▸ Exercise brief
Print every line of the records below without any changes, but leave the pictures out.

Stored data entries
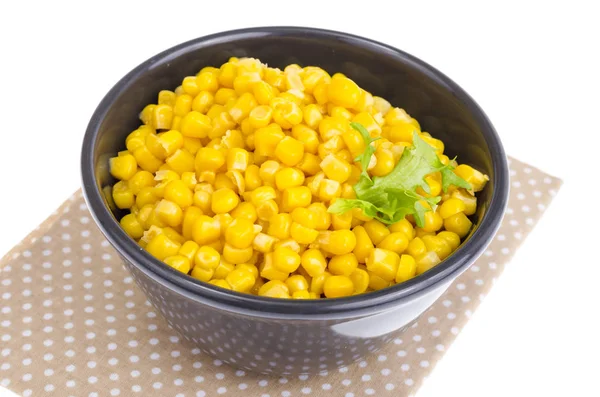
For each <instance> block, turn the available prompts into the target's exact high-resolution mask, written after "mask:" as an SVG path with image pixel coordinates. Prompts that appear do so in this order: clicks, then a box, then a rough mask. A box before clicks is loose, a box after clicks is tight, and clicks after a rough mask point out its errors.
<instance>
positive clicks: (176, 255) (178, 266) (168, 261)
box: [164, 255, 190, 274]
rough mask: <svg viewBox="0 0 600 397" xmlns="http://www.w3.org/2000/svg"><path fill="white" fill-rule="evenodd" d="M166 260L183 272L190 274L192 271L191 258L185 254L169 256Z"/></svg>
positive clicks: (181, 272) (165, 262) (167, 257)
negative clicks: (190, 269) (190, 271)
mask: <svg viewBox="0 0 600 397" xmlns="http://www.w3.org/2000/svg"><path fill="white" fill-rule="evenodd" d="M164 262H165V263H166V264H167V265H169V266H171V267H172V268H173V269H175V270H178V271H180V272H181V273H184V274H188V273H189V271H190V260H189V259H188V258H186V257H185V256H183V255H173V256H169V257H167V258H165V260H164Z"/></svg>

▸ Answer box
For each <instance> block, turn the available prompts into the target's exact high-resolution mask, written after "mask:" as an SVG path with image pixel coordinates. Prompts that appear do so in this order: clicks, then a box, then a rough mask. A box before clicks is loose, a box after clicks is tight, and clicks after a rough mask point out its errors.
<instance>
positive clicks: (176, 255) (178, 266) (168, 261)
box: [164, 255, 190, 274]
rough mask: <svg viewBox="0 0 600 397" xmlns="http://www.w3.org/2000/svg"><path fill="white" fill-rule="evenodd" d="M166 260L183 272L190 274L192 271L191 258L185 254L169 256Z"/></svg>
positive clicks: (181, 272) (165, 262) (167, 257)
negative clicks: (190, 269) (190, 271)
mask: <svg viewBox="0 0 600 397" xmlns="http://www.w3.org/2000/svg"><path fill="white" fill-rule="evenodd" d="M164 262H165V263H166V264H167V265H169V266H171V267H172V268H173V269H175V270H178V271H180V272H181V273H184V274H188V273H189V271H190V260H189V259H188V258H186V257H185V256H183V255H173V256H169V257H167V258H165V260H164Z"/></svg>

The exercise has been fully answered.